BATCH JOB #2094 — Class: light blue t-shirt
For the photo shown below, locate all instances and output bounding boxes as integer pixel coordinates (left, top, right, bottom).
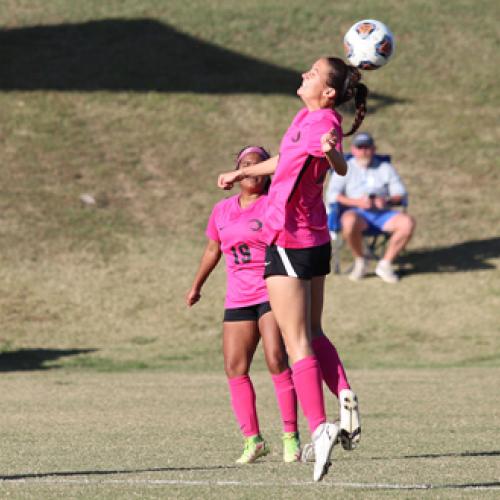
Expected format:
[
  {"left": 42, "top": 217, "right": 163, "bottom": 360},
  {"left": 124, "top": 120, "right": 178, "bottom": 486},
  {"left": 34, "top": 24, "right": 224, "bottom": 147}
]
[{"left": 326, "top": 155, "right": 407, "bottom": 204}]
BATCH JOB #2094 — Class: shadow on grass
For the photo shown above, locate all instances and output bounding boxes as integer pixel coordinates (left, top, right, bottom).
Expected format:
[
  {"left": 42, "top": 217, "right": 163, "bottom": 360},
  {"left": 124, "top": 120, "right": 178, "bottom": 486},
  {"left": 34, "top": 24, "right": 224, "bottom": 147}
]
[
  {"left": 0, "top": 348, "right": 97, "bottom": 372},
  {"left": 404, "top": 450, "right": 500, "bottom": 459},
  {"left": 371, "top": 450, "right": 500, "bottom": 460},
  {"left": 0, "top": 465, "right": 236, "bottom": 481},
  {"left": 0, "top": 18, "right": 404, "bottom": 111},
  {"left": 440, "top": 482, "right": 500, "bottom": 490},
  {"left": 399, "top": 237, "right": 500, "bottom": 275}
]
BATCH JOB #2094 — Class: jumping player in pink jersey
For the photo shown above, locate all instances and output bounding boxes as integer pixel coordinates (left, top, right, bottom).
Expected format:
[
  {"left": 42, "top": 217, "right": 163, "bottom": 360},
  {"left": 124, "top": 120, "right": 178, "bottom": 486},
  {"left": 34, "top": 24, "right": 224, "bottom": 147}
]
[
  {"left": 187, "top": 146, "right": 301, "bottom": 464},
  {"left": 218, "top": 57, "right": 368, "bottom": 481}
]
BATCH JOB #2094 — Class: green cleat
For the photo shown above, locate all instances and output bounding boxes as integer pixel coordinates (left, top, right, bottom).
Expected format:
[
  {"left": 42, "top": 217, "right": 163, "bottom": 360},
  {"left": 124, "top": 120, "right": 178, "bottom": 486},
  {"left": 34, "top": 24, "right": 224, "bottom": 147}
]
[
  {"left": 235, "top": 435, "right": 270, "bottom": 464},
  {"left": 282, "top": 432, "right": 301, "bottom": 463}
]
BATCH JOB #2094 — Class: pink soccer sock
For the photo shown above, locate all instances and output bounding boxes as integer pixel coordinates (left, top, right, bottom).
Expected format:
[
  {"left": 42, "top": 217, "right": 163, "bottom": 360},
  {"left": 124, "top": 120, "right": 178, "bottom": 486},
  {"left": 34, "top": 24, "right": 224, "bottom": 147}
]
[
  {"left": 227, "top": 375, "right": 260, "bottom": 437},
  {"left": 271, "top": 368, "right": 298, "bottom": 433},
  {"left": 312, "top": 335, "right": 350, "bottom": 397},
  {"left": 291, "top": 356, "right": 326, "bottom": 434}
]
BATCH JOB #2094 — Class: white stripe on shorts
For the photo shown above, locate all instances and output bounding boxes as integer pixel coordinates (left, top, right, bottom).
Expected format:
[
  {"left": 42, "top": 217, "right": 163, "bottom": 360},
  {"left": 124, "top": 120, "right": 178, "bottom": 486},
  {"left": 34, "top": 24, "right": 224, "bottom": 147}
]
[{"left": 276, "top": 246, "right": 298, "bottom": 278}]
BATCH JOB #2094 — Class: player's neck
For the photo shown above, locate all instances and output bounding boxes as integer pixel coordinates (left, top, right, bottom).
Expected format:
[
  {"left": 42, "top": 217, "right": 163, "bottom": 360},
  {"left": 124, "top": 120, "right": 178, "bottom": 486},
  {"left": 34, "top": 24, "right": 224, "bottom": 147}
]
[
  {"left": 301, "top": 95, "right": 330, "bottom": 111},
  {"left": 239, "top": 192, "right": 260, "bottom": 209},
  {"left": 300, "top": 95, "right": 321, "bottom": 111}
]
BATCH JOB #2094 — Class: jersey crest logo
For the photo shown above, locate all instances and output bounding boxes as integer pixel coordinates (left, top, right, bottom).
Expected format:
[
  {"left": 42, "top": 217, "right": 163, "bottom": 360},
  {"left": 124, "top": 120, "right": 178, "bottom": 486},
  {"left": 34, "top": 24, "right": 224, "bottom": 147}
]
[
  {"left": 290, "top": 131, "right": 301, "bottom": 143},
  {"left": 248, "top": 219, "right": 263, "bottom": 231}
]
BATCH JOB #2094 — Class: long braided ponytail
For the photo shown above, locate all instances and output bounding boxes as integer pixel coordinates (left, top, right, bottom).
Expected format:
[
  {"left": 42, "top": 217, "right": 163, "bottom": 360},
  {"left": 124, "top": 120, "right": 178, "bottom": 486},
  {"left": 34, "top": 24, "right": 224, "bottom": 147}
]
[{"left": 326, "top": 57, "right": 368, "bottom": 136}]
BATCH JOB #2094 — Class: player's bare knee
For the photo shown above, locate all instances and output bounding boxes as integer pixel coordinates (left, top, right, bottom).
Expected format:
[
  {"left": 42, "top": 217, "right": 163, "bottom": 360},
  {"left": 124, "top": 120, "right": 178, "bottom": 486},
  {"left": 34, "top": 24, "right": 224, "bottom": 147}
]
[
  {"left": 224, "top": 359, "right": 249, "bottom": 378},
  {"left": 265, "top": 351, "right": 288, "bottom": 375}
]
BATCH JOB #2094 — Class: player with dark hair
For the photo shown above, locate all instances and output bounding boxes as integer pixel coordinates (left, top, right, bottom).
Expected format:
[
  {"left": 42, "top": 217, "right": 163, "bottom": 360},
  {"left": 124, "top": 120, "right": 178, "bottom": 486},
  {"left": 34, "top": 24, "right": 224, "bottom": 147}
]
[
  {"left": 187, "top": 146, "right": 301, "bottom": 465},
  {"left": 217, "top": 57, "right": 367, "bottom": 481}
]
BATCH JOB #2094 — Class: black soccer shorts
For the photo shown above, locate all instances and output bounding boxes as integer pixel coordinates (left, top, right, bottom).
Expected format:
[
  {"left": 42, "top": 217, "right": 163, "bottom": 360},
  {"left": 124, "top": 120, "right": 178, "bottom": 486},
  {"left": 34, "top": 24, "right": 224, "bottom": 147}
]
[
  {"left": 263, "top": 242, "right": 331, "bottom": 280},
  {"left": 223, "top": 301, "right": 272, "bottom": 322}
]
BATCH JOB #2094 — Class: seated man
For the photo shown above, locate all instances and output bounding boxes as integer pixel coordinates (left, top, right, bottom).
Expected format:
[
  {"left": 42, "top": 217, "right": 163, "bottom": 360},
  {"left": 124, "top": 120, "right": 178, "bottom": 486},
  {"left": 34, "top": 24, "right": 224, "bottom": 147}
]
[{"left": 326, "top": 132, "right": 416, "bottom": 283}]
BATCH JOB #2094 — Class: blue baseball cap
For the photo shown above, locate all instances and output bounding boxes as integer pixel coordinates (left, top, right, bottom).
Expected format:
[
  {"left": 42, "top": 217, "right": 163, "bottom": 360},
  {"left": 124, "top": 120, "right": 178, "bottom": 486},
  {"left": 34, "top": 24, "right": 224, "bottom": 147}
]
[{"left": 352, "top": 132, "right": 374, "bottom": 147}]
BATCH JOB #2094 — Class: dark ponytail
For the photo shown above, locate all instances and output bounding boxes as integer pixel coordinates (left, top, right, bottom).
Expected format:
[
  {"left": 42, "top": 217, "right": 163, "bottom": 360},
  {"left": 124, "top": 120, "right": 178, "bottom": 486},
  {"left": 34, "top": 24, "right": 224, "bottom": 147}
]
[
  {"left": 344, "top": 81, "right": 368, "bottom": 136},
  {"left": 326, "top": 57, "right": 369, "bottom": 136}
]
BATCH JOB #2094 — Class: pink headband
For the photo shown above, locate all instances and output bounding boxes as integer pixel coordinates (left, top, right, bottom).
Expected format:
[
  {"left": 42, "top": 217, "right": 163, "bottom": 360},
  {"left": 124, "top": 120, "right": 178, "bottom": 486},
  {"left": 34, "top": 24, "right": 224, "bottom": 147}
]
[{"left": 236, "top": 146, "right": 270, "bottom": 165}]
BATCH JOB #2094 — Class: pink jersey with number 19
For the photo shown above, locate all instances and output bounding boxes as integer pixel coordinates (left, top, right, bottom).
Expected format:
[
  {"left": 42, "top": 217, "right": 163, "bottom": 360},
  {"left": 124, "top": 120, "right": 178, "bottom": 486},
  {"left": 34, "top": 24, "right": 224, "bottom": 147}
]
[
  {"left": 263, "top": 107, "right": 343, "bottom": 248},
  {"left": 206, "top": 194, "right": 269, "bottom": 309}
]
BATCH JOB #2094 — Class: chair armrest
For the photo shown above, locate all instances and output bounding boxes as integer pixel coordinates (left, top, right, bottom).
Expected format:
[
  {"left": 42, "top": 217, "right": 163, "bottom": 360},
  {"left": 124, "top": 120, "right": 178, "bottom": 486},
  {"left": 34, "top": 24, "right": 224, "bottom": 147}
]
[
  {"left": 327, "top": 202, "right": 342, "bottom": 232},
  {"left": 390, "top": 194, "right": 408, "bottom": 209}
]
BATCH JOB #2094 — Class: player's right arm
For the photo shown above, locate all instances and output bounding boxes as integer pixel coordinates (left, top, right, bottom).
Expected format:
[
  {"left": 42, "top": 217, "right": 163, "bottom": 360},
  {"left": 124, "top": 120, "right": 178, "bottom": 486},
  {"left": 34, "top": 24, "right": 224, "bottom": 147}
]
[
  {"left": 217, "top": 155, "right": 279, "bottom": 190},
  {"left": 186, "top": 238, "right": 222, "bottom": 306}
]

============================================================

=== Exercise description ===
Copy all the lines above that hold the string "jersey".

=== Response ===
BATCH JOB #2094 — Class: jumping player in pink jersey
BATCH JOB #2094 — Class: jersey crest logo
BATCH JOB #2094 — Class: pink jersey with number 19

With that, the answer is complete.